EXTRACT TO READ →
━━━━━━━━━━━━━━━━━━━━━━━━━━━━━━
Hello, @hellena-crainicu and All,
Before giving, in the second part of this post, the specific solution for @hellena-crainicu, here is a simple example to show you the difficulties I had to face !
Let’s start with this text :
---000000---DEF---
START---12345---6789---1111199999---DEF---STOP
---GHI---000
00000---
START---123---PQR---456---789STOP
---00000000---00---GHI---0000---
START987---AAA---654
---ZZZ---321---STOP
---0000---000000000
And let’s suppose that we want to rewrite all numbers, between the boundaries START and STOP, each on a new line
If, in addition, we want to add a line-break, after the START opening section, we need, from the generic regex, discussed before by @peterjones, to slightly modify this regex, as we search for two independent strings, simultaneously. It leads to the regex S/R :
(A) SEARCH (?sx-i)(?: (START) | (?!\A)\G ) (?: (?!STOP). )*? (\d+ (\R)? )
(A) REPLACE (?1\1\r\n\r\n)\2(?3:\r\n)
━━━━━━━━━━━━━━━━━━━━━━━━━━━━━━
LISTED RECORDS →

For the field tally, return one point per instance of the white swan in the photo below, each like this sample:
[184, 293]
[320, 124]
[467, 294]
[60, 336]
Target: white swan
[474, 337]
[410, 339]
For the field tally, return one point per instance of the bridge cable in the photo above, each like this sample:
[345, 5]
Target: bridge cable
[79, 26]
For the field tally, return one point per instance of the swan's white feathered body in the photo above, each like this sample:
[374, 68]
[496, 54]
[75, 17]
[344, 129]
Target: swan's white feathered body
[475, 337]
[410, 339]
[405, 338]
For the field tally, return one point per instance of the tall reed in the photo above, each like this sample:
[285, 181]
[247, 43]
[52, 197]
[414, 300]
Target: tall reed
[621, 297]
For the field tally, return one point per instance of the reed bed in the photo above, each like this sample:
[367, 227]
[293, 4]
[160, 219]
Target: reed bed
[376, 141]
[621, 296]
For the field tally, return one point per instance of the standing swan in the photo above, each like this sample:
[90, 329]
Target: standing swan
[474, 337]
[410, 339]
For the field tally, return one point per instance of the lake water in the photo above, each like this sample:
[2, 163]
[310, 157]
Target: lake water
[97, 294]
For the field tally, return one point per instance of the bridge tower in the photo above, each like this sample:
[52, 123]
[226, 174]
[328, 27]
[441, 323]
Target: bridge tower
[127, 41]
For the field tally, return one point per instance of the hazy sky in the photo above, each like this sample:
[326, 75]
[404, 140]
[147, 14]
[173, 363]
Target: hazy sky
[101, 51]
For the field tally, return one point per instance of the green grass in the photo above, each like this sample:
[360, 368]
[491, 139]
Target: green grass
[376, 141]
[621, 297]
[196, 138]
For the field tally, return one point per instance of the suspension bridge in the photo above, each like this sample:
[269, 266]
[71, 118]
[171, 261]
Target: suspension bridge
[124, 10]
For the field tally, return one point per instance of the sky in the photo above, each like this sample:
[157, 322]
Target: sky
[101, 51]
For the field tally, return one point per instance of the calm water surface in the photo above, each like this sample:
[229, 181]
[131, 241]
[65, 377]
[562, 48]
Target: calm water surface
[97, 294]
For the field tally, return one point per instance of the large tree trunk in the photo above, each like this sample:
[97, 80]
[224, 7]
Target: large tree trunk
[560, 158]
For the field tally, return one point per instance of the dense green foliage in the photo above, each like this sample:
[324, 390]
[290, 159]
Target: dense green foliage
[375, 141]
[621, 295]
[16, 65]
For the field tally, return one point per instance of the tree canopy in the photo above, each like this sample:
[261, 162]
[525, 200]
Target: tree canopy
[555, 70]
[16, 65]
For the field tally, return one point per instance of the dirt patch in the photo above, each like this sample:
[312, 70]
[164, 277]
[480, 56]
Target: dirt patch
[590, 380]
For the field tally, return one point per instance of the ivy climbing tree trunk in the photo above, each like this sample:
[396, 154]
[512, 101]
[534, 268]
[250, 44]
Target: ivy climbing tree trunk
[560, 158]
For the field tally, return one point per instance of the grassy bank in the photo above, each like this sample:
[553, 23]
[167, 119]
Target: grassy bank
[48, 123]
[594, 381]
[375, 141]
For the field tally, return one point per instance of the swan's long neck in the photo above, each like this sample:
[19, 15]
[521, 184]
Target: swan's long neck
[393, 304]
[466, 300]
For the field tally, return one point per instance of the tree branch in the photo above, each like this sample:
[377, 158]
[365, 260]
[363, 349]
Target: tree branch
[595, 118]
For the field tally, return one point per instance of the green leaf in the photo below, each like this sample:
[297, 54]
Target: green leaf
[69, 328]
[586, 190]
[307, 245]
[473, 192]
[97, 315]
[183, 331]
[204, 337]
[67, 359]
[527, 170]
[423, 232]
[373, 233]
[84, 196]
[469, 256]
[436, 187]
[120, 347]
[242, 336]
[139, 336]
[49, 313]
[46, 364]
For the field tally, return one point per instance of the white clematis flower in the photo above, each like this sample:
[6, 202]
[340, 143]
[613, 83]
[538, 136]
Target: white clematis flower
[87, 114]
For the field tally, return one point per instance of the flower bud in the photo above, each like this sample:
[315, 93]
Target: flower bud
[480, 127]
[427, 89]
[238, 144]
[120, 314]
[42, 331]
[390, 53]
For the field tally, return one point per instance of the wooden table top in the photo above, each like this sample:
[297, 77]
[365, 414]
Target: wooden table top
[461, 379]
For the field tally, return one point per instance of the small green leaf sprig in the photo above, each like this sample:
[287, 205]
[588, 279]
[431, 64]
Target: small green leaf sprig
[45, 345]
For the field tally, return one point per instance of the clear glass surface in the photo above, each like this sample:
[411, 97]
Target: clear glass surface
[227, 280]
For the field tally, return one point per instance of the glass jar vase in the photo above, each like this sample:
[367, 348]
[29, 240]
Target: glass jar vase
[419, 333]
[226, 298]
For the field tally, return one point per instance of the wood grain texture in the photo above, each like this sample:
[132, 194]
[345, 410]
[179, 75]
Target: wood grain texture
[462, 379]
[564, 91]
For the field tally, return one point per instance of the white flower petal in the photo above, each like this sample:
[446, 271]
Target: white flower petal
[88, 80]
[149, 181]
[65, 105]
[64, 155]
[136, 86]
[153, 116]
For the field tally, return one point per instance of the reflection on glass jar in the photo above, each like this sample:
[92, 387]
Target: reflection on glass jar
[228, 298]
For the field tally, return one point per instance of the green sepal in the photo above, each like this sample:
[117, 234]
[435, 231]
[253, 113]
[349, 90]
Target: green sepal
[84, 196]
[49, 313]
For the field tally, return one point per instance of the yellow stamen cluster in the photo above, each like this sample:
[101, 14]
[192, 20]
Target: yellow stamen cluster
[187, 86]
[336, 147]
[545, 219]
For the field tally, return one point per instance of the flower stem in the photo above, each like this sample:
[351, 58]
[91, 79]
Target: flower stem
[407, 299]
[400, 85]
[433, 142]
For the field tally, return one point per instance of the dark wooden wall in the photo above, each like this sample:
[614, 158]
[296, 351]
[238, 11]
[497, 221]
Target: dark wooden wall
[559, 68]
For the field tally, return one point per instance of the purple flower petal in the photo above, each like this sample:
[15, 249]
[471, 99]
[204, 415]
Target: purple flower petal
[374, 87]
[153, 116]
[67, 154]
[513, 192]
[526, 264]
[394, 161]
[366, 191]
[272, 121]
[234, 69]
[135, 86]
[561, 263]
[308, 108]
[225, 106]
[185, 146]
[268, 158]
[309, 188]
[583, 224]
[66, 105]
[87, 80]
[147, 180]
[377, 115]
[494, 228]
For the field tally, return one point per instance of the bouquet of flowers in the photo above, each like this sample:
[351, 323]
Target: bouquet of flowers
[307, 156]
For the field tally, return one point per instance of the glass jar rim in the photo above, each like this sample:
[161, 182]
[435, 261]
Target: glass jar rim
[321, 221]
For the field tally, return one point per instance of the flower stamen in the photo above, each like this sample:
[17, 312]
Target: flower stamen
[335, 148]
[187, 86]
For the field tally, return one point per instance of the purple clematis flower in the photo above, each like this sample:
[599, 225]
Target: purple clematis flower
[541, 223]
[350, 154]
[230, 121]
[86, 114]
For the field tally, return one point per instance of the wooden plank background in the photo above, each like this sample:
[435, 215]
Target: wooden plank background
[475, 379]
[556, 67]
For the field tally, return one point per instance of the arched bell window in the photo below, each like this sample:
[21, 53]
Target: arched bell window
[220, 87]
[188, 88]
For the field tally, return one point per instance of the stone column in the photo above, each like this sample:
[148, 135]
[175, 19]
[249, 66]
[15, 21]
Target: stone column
━━━━━━━━━━━━━━━━━━━━━━━━━━━━━━
WHAT YOU WILL DO →
1) In the regex forum post, rewrite the paragraph beginning "If, in addition, we want to add a line-break" more briefly, keeping its main facts.
2) According to the regex forum post, between which two boundaries should the numbers be rewritten, each on a new line?
3) Continue the regex forum post from its last line.

RESPONSES →
1) To also add a line break after the START opening section, the generic regex that @peterjones discussed earlier has to be slightly changed, because two independent strings are searched for at the same time. This gives the regex search and replace that follows.

2) Between START and STOP.

3)
and would change the initial text as :
---000000---DEF---
START
12345
6789
1111199999
---DEF---STOP
---GHI---000
00000---
START
123
456
789
STOP
---00000000---00---GHI---0000---
START
987
654
321
---STOP
---0000---000000000
As you can see :
The START boundary is clearly defined
The different numbers, located between START and STOP are correctly rewritten one per line and extra stuff is deleted
However, between the last number and the closing boundary STOP, some extra characters are still not deleted :-(
No problem, we may modify this S/R to include the search of STOP, too, within a non-capturing group, giving :
(B) SEARCH (?sx-i)(?: (START) | (?!\A)\G ) (?: (?!STOP). )*? (?: ( \d+ (\R)? ) | (STOP) )
(B) REPLACE (?1\1\r\n\r\n)(?2\2(?3:\r\n))(?4\r\n\4)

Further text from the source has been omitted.